--- SET TASK 1 ---
Write out the passage of the court order from "1. This petition" to "a handwriting expert.", copying it word for word.

--- DOCUMENT EXTRACT ---
1. This petition under Section 482 Cr.P.C is directed against the order dated 22.02.2021, passed by Special Judge (PC Act), Rouse Avenue Courts, rejecting the application filed by the petitioner herein under Section 311 Cr.P.C, seeking permission to engage a handwriting expert.

2. Material on record discloses that on the directions of this Court, FIR No. RC NO-DST/2005/S-010 dated 14.12.2005 was registered at Police Station CBI/STF/NEW DELHI for offences under Section 120B, 420, 511, 468, 471 of the Indian Penal Code (hereinafter referred to as “IPC”) read with Section 13(2), 13(1)(d) of the Prevention of Corruption Act (hereinafter referred to as “the PC Act”) against seven accused in relation to reviving Narmad Cooperative Group Housing Society on the basis of forged and fabricated documents with the object to get land allotted in the name of the 2021:DHC:2557 society by the DDA at reserve price which is at 1/6th or 1/7th of the market rate causing wrongful gains to the accused and corresponding loss to the DDA.

3. The charge sheet was filed on 29.11.2006 and charges were framed on 18.02.2011. The trial has begun. The prosecution has concluded its evidence. When final arguments were to commence, the petitioner filed an application for engaging a hand-writing expert for an opinion in supplement to the opinion rendered by the handwriting expert appointed by the Government. The said application was rejected by the impugned Order dated 22.02.2021 stating that the handwriting expert has given his report. He has been examined and cross-examined by the Petitioner herein. It has also been noted in the impugned Order that there is no allegation against the government expert with respect to his impartiality.

4. Heard Mr. M.N. Dudeja, learned Counsel for the Petitioner and Mr. Anupam S. Sharrma, learned SPP for the State and perused the material on record.

5. It is the submission of the learned Counsel for the Petitioner that Section 311 Cr.P.C confers a wide discretionary power on the Court and that these powers of the Court do not impose a limit when it concerns to serving the cause of justice. The learned Counsel for the Petitioner has further relied on V.N Patil v. K. Niranjan Kumar, (2021) 3 SCC 661, to submit that the aim of every Court is to unearth the truth and that Section 311 Cr.P.C vests a discretionary power in the Court to utilize the same.

6. The learned counsel for the petitioner has further argued that the government hand-writing expert has been provided the documents in the form of photocopies as the original documents had not been placed on record by the prosecution. Submitting that the evidentiary value of expert opinion with regard to hand-writing is inconclusive, the learned Counsel for the Petitioner has relied on Fakhruddin v. State of MP, AIR 1967 SC 1326 and Padum Kumar v. State of U.P., (2020) 3 SCC 25, to state that conviction cannot solely be based on the evidence of a hand-writing expert and that it must be corroborated by other evidence, direct or circumstantial.

--- RECORDS FOR PROCESSING ---
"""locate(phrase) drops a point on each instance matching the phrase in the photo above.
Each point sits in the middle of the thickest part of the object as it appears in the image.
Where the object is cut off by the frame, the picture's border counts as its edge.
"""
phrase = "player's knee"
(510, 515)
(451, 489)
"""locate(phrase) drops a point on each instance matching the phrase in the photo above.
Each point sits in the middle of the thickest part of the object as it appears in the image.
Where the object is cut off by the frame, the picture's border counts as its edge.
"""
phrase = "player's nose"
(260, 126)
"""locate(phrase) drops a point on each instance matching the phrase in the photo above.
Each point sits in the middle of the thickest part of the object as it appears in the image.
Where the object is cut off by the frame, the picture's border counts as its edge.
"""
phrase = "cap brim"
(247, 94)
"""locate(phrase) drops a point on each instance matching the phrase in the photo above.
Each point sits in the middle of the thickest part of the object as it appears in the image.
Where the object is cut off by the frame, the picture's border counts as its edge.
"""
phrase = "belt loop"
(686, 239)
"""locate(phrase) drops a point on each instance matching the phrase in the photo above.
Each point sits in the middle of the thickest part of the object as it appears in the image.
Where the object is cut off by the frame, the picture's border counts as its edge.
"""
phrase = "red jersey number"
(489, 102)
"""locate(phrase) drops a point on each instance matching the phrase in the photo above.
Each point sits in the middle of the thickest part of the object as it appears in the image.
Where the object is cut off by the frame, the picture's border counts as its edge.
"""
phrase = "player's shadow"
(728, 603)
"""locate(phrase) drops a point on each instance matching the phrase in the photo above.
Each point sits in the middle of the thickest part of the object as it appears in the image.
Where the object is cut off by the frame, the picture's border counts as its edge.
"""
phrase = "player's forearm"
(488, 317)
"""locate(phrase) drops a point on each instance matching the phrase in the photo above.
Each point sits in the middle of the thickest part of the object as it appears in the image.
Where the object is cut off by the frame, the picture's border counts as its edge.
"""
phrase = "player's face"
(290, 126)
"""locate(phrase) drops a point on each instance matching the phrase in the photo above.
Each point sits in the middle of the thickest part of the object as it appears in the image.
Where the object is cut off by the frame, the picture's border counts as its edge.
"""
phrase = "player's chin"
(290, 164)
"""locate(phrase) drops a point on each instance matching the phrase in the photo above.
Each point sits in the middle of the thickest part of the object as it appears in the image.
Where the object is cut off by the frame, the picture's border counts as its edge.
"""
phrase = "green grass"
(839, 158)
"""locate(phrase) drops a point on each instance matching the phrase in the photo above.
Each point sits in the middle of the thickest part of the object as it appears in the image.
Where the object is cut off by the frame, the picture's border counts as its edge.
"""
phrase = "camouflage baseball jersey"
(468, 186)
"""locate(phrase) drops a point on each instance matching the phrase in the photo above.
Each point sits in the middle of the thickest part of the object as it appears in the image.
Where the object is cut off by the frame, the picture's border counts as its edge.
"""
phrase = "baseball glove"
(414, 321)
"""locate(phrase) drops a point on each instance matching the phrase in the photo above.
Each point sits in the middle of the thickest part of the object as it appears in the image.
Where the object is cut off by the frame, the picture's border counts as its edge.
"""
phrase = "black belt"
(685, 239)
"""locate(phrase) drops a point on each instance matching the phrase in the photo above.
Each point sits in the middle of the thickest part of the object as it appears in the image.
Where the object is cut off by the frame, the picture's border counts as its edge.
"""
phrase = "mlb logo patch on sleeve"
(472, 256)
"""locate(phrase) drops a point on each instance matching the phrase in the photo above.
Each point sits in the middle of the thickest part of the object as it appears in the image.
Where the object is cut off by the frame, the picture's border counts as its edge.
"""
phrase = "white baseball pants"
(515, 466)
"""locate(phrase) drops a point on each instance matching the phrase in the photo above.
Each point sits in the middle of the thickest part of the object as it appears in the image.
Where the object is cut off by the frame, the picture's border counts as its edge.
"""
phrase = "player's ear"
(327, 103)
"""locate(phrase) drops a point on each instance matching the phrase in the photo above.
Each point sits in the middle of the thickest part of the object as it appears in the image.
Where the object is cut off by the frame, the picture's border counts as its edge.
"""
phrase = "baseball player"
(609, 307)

--- SET TASK 2 ---
How many lines of the entries contain the word "baseball"? Give only the number.

--- CORRECT ANSWER 1 ---
1. This petition under Section 482 Cr.P.C is directed against the order dated 22.02.2021, passed by Special Judge (PC Act), Rouse Avenue Courts, rejecting the application filed by the petitioner herein under Section 311 Cr.P.C, seeking permission to engage a handwriting expert.

--- CORRECT ANSWER 2 ---
4